* [GOAL OF THE EXERCISE]:
Reproduce the text of the entries below word for word, leaving out the pictures.

* [GIVEN DATA]:
· · · ·

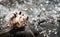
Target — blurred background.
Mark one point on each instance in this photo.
(44, 16)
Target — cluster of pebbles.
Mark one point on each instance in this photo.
(44, 15)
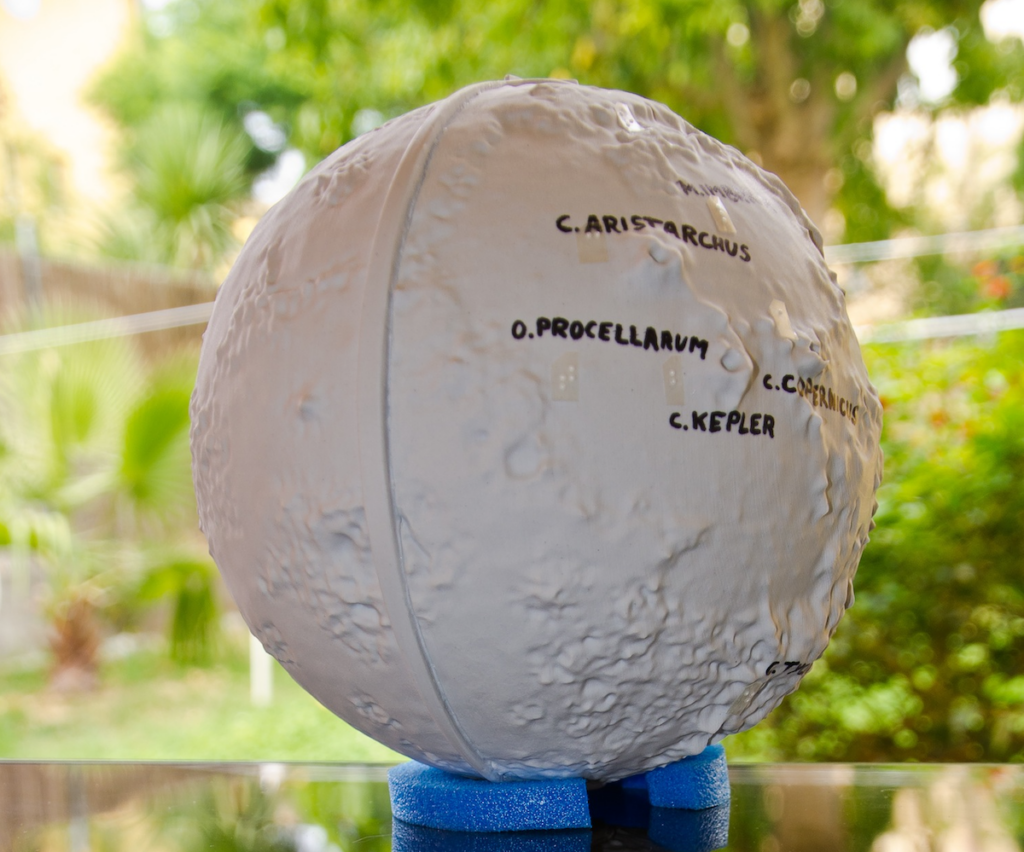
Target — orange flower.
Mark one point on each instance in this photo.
(984, 268)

· · · ·

* [ANSWER TO THE PROBLEM]:
Target — blurred background.
Mark one point on each instance in this photo.
(44, 16)
Target — cluster of pebbles.
Mark one point on each instance in this photo.
(44, 15)
Target — orange flower.
Mark one point on each instance in this photo.
(984, 268)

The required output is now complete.